## What is expected:
Pick out each line in the entries below that contains the word "plank", and copy those lines.

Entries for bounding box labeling
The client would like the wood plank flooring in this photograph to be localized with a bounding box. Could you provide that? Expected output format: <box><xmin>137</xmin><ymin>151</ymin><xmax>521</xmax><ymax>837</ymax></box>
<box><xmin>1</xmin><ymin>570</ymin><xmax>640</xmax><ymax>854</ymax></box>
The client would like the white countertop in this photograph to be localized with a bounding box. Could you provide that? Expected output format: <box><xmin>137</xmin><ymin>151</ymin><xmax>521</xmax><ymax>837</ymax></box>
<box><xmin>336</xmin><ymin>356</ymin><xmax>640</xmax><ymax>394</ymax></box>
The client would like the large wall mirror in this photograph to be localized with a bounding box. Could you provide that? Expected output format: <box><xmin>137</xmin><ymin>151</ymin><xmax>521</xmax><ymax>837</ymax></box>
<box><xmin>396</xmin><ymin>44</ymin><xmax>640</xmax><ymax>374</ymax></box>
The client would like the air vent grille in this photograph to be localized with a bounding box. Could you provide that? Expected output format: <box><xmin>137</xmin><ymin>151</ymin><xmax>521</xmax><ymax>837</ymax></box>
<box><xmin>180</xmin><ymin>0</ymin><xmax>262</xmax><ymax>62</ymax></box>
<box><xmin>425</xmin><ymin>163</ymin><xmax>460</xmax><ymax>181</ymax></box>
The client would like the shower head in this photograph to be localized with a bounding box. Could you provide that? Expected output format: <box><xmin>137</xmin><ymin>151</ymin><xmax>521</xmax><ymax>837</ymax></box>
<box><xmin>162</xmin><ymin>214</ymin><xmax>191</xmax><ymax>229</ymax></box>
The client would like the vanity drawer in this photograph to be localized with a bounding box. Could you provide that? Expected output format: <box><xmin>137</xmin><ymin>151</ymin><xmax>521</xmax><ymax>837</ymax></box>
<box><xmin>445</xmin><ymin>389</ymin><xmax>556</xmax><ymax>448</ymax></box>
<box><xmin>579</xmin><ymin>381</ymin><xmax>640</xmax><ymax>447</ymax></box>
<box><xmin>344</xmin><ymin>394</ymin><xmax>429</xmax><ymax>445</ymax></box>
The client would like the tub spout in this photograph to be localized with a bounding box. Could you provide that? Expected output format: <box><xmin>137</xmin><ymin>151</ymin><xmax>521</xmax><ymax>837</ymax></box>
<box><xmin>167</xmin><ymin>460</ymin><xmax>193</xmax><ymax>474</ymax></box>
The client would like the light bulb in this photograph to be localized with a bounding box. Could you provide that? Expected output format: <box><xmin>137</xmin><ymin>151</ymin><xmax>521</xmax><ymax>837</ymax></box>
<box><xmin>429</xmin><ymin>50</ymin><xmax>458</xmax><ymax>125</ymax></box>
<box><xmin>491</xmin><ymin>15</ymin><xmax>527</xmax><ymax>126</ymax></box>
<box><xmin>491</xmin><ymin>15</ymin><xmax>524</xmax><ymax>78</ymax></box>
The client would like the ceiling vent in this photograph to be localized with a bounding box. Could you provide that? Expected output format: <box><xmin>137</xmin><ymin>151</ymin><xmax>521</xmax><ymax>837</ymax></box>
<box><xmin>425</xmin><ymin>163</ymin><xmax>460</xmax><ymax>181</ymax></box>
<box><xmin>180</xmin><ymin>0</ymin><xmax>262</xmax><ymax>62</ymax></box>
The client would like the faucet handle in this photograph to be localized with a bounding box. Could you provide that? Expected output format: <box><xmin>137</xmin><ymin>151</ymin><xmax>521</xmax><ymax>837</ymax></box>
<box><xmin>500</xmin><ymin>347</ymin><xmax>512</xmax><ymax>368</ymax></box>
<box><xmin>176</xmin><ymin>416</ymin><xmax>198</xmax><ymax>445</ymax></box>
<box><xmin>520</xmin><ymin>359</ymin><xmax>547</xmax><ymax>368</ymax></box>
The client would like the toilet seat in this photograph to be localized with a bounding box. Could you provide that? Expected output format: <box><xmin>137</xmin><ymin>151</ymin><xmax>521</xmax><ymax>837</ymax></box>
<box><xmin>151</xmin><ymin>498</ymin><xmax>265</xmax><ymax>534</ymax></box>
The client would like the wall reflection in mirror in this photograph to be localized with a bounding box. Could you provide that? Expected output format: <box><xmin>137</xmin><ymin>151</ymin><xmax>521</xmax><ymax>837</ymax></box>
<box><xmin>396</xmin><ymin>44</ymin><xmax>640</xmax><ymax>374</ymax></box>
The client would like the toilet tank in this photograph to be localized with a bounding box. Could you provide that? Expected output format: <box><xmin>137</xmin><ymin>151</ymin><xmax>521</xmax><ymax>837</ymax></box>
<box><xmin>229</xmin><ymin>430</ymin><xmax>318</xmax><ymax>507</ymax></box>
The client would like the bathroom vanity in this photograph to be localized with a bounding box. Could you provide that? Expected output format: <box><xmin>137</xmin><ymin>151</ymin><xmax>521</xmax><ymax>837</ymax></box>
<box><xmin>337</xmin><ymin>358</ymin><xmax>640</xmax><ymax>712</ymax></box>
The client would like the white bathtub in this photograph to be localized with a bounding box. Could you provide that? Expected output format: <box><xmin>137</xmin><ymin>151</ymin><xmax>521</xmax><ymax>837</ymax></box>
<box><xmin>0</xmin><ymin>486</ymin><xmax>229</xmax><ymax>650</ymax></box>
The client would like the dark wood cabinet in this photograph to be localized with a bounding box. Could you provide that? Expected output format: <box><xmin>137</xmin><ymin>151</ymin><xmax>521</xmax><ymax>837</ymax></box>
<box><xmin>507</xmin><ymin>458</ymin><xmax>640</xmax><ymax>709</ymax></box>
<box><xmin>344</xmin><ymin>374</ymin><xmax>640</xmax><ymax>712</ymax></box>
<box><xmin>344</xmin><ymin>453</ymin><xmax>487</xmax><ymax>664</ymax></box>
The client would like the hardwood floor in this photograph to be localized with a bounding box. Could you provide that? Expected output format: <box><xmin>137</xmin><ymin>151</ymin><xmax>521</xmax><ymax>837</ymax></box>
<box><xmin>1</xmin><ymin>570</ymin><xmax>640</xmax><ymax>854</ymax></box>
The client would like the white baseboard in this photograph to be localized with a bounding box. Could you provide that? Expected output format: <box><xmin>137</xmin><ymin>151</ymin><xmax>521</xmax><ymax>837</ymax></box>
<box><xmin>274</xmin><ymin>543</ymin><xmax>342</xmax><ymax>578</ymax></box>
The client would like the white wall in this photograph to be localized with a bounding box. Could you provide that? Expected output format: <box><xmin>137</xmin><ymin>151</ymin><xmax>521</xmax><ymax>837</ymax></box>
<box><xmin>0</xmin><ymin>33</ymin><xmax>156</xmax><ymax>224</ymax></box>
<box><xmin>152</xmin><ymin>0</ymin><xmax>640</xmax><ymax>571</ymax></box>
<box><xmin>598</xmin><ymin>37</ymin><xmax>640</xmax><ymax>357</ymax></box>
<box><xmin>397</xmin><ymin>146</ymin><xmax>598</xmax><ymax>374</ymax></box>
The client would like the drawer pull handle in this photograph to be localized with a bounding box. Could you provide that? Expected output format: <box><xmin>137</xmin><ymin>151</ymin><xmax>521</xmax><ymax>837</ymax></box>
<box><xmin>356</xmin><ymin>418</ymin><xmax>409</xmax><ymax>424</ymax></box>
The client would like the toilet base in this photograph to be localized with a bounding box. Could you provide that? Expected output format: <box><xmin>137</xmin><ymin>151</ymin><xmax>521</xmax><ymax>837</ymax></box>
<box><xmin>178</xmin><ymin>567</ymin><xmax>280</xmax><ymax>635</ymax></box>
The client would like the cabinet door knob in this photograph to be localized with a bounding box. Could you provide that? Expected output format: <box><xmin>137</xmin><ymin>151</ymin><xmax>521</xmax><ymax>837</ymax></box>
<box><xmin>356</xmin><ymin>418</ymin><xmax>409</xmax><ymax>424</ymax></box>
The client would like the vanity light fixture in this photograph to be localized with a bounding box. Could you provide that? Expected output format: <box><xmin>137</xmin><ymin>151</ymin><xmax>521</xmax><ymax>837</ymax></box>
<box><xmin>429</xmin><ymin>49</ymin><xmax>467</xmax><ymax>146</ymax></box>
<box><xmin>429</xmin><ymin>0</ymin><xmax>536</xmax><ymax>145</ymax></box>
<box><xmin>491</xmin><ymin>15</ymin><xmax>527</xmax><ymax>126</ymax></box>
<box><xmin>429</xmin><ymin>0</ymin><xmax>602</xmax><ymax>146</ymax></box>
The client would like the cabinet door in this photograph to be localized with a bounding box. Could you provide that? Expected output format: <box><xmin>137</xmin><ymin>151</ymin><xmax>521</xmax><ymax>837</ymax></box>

## Task result:
The client would like the wood plank flooring in this photograph to be localized with a bounding box. Could you provide that? Expected output format: <box><xmin>137</xmin><ymin>151</ymin><xmax>521</xmax><ymax>837</ymax></box>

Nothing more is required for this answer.